**Brano:**
Nel 1931, il Gran Muftì sostiene la nascita del Partito Arabo per
l'Indipendenza, uno schieramento che reclama a gran voce l'unione
politico-religiosa tra Palestina e Siria, regione posta sotto mandato
francese. Nel 1933, dopo la salita al potere di Hitler in Germania,
Husseini confida ai suoi discepoli e collaboratori di "intravedere un
nuovo, radioso futuro", e predice "l'avvento di una nuova era di
libertà
per i musulmani di tutto il mondo". Galvanizzato dai risultati delle
repressioni antiebraiche messe in atto dai nazisti, il Gran Muftì, che
ormai si avvale di un folto seguito di seguaci, scatena nuove rivolte a
Jaffa, Haifa e Nablus.
Il 21 Luglio 1934, il Muftì di Gerusalemme compie il passo
decisivo.
Con lo scopo di stabilire uno stretto rapporto di cooperazione con il
nazismo, si reca in visita al nuovo console generale tedesco di
Palestina, Döhle. Nel corso dell'incontro, che verrà definito "molto
cordiale e proficuo", Husseini conferma il suo incondizionato sostegno
alla Germania di Hitler, domandando al diplomatico "fino a che punto il
Terzo Reich fosse disposto a sostenere il movimento arabo contro gli
ebrei". Ricevute soltanto vaghe assicurazioni in proposito, nel 1936,
Amin al Husseini invia alcuni suoi collaboratori a Berlino per
"intraprendere amichevoli contatti con i capi del movimento nazista".
E
nel contempo, in Palestina, proclama la lotta armata contro le comunità
ebraiche e le forze di occupazione inglesi, affidando il compito di
dirigere la rivolta a Fawzi el Kawakij. Quest'ultimo, nel 1941, sosterrà
assieme allo stesso Muftì il fallito colpo di stato anti-inglese del
leader nazionalista iracheno Rashid Alì, e, successivamente, nel 1948,
guiderà le truppe arabe irregolari contro il neonato stato di Israele.
In occasione dei disordini del 1936, Husseini incita i musulmani
fondamentalisti ad attaccare anche le fazioni moderate islamiche,
causando (secondo fonti britanniche) non meno di 4.000 morti.

**Materiale fornito:**
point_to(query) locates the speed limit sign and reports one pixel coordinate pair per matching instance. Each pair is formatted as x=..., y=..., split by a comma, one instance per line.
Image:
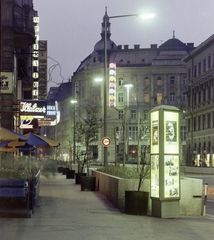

**Breve esercizio A:** Riscrivi come elenco puntato il paragrafo del brano che comincia con «Nel 1931, il Gran Muftì». Conserva i fatti principali.
**Breve esercizio B:** Secondo il brano, come si chiamava il console generale tedesco di Palestina a cui Husseini fece visita il 21 luglio 1934?

**Soluzione A:**
- Nel 1931 il Gran Muftì sostiene la nascita del Partito Arabo per l'Indipendenza, che chiede l'unione politico-religiosa tra la Palestina e la Siria, regione sotto mandato francese.
- Nel 1933, dopo la salita al potere di Hitler in Germania, Husseini confida ai suoi discepoli e collaboratori di intravedere un nuovo, radioso futuro e predice una nuova era di libertà per i musulmani di tutto il mondo.
- Incoraggiato dalle repressioni antiebraiche dei nazisti e forte di un folto seguito, il Gran Muftì scatena nuove rivolte a Jaffa, Haifa e Nablus.

**Soluzione B:** Il console si chiamava Döhle.